=== Given exercise ===
Rewrite the records below as a numbered list, omitting any blank lines.

=== Entries provided ===
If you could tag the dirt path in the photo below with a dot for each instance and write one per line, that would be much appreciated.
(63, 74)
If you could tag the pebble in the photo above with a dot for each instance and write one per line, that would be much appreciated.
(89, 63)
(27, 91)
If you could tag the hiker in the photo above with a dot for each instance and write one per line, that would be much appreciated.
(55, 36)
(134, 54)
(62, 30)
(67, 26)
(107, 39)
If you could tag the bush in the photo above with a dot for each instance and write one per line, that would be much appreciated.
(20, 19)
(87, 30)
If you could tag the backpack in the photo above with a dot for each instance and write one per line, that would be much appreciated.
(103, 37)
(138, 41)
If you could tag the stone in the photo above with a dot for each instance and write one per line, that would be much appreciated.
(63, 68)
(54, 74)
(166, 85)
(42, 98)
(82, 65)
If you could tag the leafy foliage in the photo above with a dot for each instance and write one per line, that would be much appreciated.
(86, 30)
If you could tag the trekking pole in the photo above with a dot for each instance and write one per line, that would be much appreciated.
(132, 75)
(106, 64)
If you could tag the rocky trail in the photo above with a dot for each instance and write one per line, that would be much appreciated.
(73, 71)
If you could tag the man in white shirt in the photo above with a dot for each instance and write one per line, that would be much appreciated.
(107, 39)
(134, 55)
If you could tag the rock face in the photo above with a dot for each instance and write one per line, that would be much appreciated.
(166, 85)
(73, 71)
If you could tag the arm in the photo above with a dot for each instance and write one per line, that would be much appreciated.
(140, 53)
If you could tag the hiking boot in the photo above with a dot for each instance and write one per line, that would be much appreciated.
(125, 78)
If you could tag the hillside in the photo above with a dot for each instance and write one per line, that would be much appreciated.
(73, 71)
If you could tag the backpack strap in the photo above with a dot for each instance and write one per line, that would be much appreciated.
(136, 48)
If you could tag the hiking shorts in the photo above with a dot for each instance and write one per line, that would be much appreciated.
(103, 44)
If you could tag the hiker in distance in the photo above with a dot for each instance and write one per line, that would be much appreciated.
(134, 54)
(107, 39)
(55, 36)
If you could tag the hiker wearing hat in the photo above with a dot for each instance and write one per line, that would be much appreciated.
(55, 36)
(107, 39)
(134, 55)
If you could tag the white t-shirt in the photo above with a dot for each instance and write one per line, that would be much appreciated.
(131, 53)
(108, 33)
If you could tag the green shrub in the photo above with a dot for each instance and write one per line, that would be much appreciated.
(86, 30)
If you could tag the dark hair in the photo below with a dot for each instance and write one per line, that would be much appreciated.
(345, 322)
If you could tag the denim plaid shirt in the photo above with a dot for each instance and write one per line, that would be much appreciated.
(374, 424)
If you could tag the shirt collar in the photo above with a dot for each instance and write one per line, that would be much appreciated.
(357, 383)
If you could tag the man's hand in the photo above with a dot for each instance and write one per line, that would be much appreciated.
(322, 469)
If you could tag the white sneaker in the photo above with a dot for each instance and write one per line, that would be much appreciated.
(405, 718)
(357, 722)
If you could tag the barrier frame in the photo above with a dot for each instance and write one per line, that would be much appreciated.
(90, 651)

=== Solution to the problem ===
1. If you could tag the dirt path in the photo below with a dot for each instance and write one per line, that would be much appreciated.
2. (63, 74)
3. If you could tag the pebble in the photo above with a dot for each instance and write one per line, that would be much appreciated.
4. (89, 63)
5. (27, 91)
6. If you could tag the hiker in the photo above with a dot for each instance and write one per line, that would be much appreciated.
7. (55, 36)
8. (134, 54)
9. (62, 30)
10. (67, 26)
11. (107, 39)
12. If you could tag the bush in the photo above with a dot for each instance and write one per line, that would be much appreciated.
13. (20, 19)
14. (87, 30)
15. If you could tag the backpack in the photo above with a dot for each instance and write one per line, that would be much appreciated.
16. (103, 37)
17. (138, 41)
18. If you could tag the stone in the photo above with a dot for each instance and write one per line, that would be much appreciated.
19. (63, 68)
20. (54, 74)
21. (166, 85)
22. (42, 98)
23. (82, 65)
24. If you could tag the leafy foliage in the photo above with a dot for each instance and write one per line, that would be much appreciated.
25. (86, 30)
26. If you could tag the trekking pole in the photo above with a dot for each instance and write one per line, that would be much appreciated.
27. (132, 75)
28. (106, 64)
29. If you could tag the rocky trail in the photo above with a dot for each instance and write one per line, that would be much appreciated.
30. (73, 71)
31. If you could tag the man in white shirt in the photo above with a dot for each instance and write one per line, that would be much appreciated.
32. (107, 39)
33. (134, 55)
34. If you could tag the rock face in the photo above with a dot for each instance and write one per line, that would be much appreciated.
35. (166, 85)
36. (73, 71)
37. If you could tag the arm in the photo above with a dot for each instance and write one per line, that would be much appreciated.
38. (140, 53)
39. If you could tag the hiking boot in the photo above with a dot for each instance and write one per line, that would be much appreciated.
40. (125, 78)
41. If you could tag the hillside in the photo above with a dot for each instance and write one per line, that would be much appreciated.
42. (73, 71)
43. If you could tag the backpack strap in the photo above with a dot for each instance and write one per line, that would be much appreciated.
44. (136, 48)
45. If you could tag the hiking shorts in the photo above with a dot for each instance and write one per line, that would be much appreciated.
46. (103, 44)
47. If you could tag the hiker in distance in the photo above with a dot for each instance and write one per line, that would be much appreciated.
48. (134, 54)
49. (107, 39)
50. (55, 36)
51. If you could tag the hiker wearing hat in the photo above with a dot for each instance and write one per line, that would be much appreciated.
52. (55, 36)
53. (107, 39)
54. (134, 55)
55. If you could tag the white t-shirt in the photo above with a dot for each instance and write one per line, that would be much appreciated.
56. (131, 53)
57. (108, 33)
58. If you could tag the green shrub in the photo above with a dot for each instance and write one per line, that would be much appreciated.
59. (86, 30)
60. If you could tag the dark hair in the photo below with a dot for each instance and write one per line, that would be much appreciated.
61. (345, 322)
62. If you could tag the denim plaid shirt in the photo above with a dot for each instance and write one per line, that would be much appreciated.
63. (374, 424)
64. If you could tag the shirt collar in the photo above with a dot for each instance and write one per line, that would be much appreciated.
65. (357, 383)
66. If you could tag the man's hand in the photo above with a dot for each instance and write one per line, that would be much appreciated.
67. (322, 469)
68. If you could tag the white sneaker in the photo above with a dot for each instance and write one per line, that would be much appreciated.
69. (405, 718)
70. (357, 722)
71. If you could tag the barrier frame in the photo above with a dot for each instance and write one per line, that would be much appreciated.
72. (90, 651)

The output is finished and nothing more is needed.